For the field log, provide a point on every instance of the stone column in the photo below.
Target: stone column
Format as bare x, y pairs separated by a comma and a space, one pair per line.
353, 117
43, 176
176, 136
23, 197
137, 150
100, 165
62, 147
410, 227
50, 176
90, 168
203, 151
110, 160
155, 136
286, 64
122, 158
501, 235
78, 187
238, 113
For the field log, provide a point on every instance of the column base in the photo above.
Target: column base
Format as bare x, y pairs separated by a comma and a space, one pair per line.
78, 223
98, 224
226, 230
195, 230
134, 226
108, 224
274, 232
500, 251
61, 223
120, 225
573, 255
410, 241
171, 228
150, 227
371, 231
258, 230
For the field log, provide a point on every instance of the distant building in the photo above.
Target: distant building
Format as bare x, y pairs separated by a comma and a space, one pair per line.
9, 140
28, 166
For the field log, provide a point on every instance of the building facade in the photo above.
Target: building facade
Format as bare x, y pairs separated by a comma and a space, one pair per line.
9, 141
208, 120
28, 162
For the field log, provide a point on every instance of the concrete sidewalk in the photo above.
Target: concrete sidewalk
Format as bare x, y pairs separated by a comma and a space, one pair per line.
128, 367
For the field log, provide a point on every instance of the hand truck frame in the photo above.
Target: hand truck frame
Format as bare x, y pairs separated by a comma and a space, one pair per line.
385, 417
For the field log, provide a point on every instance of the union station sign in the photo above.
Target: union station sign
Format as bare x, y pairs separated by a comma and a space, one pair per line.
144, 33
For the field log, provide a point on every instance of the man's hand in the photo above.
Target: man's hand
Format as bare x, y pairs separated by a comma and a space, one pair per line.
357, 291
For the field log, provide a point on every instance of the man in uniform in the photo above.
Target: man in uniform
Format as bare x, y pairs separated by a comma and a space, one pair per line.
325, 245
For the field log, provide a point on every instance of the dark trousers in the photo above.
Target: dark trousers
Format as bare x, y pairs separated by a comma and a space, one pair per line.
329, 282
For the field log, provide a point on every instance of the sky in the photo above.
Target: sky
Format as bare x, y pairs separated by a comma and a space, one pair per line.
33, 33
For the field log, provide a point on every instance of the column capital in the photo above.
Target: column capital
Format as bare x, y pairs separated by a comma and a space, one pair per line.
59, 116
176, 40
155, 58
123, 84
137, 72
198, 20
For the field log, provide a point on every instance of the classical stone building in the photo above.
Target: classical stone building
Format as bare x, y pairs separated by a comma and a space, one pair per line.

______

**Brief**
Scan the listing above for the line that has "frame in the photo above.", then copy exactly from that line through the line that has "Target: column capital".

**Answer below**
For the field log, provide a point on every instance of the hand truck frame in the photo above.
Target: hand truck frame
Format as bare x, y pairs separated by a comma and a space, one pair per line.
385, 417
For the field log, provide a point on every instance of the union station sign in the photo above.
Target: union station sign
Format as bare x, y pairs separated by a comma and a space, one pair per line.
144, 33
For the field log, provide a point on every instance of the man's hand in the photo above.
Target: man's hand
Format as bare x, y pairs separated by a comma and a space, one pair per line.
357, 291
For the field log, provide a point on every instance of the man in uniform in the photo above.
Target: man in uniform
Format as bare x, y pairs separated by a comma and a space, one pair per line.
325, 245
For the field log, provide a point on every instance of the dark trousers in the photo above.
Target: dark trousers
Format as bare x, y pairs separated by a comma and a space, one pair per line.
329, 282
For the field log, provide a point on every instance of the sky in the photo above.
Target: sky
Format as bare x, y pairs separated by a comma and a space, one pair per line.
33, 33
For the field log, provide a point on every instance of the column capital in the photo above.
Target: column capital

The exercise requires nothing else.